Luiz Melodia em cena de "No Coração do Brasil"

Em exibição hoje (13 de abril) no encerramento do festival É Tudo Verdade, o filme Luiz Melodia – No Coração do Brasil, dirigido por Alessandra Dorgan, tem uma virtude principal: é um documentário sobre um músico que alça a música ao primeiro plano, à condição mesmo de protagonista. Pode parecer uma redundância, mas não é o que acontece numa grande parcela das cinebiografias centradas em estrelas da canção. Quem traz essa peculiaridade para No Coração do Brasil é a diretora musical do filme, a jornalista Patricia Palumbo, de longa história no radiojornalismo musical. A ambientação começa já nas primeiras cenas do filme: primeiro ouve-se o som da agulha pousando nos sulcos empoeirados de um vinil, a seguir um efeito sonoro faz o dial de um rádio imaginário se alternar entre estações, pulando entre influenciadores da sonoridade de Luiz Melodia, como Zé Keti, Elizeth Cardoso e Erasmo Carlos. Compreende-se, de imediato, que o filme transportará o espectador para um tempo e um imaginário que não existem mais.

Morto em 2017, aos 66 anos, o cantor e compositor carioca Luiz Melodia é o outro protagonista do filme, ao lado da música, da sua música. Na primeira aparição, conversando em cima do palco, ele entra em brando confronto com a plateia, intimando-a com alguma irritação a dançar e a cantar “já que a repressão é tanta”. Não haverá refresco, já que Melodia é áspero e pontiagudo, na obra e na vida. Desde Waly Salomão e Torquato Neto, personagens relevantes da cultura brasileira não cessam de subir à tela ao longo de todo o filme, mas o pano musical e poético de fundo (ou de frente) é que completa e integra o sentido, muito mais que as falas desse ou daquele personagem.

Gal Costa, descobridora de Melodia, adentra o filme em raras imagens do show Fatal (1971), que lançou a obra-prima “Pérola Negra”. Maria Bethânia a segue e canta “Estácio, Holly Estácio”(1972), em tom de samba-canção. Gal volta para interpretar “Presente Cotidiano” (1973), em temperatura tropicalista até a medula. “O corpo é natural da cama”, ela canta, já fazendo aflorar a prosódia muito particular do autor. Melodia explica que sua descoberta pelas grandes cantoras de MPB veio quando ele já pensava em desistir. Tal era a dificuldade que um rapaz negro nascido no morro de São Carlos enfrentava para se firmar, se não estivesse a fim de ser sambista ou passista de escola de samba.

- TAREFAS
#1 Por favor, diga se cada afirmação concorda com o texto sobre o documentário de Luiz Melodia, respondendo sim ou não e citando literalmente as palavras do texto que decidem. (a) O filme foi dirigido por Patricia Palumbo. (b) Luiz Melodia morreu em 2017, aos 66 anos. (c) Gal Costa descobriu Luiz Melodia.
#2 Segundo o texto sobre o documentário de Luiz Melodia, qual show de 1971 lançou "Pérola Negra"?

- REGISTROS ARMAZENADOS
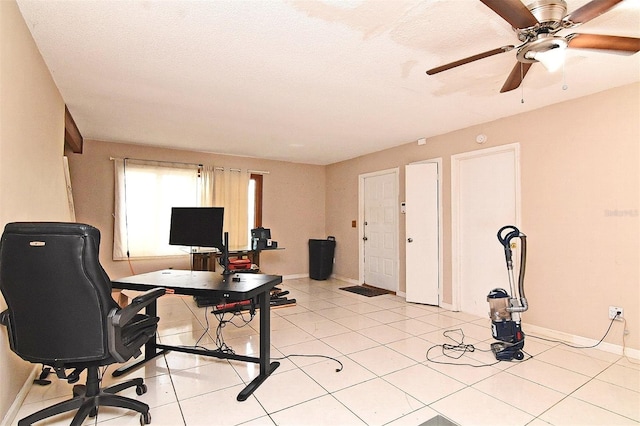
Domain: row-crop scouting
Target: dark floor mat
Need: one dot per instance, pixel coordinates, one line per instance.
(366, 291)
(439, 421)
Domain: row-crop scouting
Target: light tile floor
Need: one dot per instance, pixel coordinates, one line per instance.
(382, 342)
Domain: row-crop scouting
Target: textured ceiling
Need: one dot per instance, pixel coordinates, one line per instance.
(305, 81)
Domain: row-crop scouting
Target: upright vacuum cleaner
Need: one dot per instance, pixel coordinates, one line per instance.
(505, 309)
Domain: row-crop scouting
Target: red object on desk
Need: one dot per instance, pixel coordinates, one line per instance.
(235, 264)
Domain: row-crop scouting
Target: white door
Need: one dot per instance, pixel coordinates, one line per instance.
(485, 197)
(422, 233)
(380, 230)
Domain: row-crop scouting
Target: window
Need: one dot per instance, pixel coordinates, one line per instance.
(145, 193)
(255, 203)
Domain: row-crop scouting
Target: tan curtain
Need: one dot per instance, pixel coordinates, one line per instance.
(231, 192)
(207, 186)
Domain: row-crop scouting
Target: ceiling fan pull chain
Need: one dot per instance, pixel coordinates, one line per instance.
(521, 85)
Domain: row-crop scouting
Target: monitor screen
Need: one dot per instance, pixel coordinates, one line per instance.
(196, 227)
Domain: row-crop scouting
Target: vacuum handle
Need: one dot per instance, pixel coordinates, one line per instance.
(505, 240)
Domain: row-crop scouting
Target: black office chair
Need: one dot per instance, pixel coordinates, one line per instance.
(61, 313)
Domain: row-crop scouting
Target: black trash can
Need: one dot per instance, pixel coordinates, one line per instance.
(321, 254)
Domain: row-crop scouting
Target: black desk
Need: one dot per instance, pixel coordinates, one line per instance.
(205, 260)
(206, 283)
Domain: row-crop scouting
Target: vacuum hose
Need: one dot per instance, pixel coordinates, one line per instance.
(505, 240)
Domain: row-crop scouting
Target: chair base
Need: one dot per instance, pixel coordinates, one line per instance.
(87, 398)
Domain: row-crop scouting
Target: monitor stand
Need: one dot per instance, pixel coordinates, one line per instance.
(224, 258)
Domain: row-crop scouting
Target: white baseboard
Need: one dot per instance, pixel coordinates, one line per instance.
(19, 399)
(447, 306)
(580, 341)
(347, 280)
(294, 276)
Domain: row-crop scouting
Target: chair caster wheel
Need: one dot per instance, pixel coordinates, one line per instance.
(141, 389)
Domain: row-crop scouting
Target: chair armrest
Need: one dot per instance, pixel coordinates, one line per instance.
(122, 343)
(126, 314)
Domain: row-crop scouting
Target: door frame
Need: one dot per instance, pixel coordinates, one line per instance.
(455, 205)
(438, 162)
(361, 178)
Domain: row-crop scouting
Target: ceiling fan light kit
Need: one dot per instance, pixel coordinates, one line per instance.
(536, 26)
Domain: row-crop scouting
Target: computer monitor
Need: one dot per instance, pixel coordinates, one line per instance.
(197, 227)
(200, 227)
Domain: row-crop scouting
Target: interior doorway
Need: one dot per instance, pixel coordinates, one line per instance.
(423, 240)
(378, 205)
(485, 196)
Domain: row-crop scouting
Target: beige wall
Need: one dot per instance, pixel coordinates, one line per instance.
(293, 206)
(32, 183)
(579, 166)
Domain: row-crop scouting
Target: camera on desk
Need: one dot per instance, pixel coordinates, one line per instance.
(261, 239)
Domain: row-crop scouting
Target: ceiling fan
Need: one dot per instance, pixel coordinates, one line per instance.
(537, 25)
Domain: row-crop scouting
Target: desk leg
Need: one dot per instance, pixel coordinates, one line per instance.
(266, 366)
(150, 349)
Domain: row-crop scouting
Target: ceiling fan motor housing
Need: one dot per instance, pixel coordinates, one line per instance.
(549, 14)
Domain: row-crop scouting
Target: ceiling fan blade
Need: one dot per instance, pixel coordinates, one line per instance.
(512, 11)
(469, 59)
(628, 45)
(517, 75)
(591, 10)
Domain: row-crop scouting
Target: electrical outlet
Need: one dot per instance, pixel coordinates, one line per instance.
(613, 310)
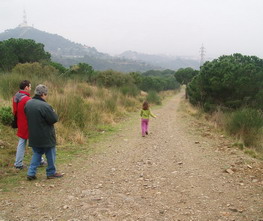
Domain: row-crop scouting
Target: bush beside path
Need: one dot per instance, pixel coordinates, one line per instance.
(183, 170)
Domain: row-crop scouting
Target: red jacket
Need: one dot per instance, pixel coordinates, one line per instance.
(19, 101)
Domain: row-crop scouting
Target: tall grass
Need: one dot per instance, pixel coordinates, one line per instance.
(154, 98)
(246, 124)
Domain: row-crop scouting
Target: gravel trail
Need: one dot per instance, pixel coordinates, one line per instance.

- RESPOSTAS ABAIXO
#1
(a) Não: "dirigido por Alessandra Dorgan".
(b) Sim: "Morto em 2017, aos 66 anos".
(c) Sim: "Gal Costa, descobridora de Melodia".

#2 O show Fatal.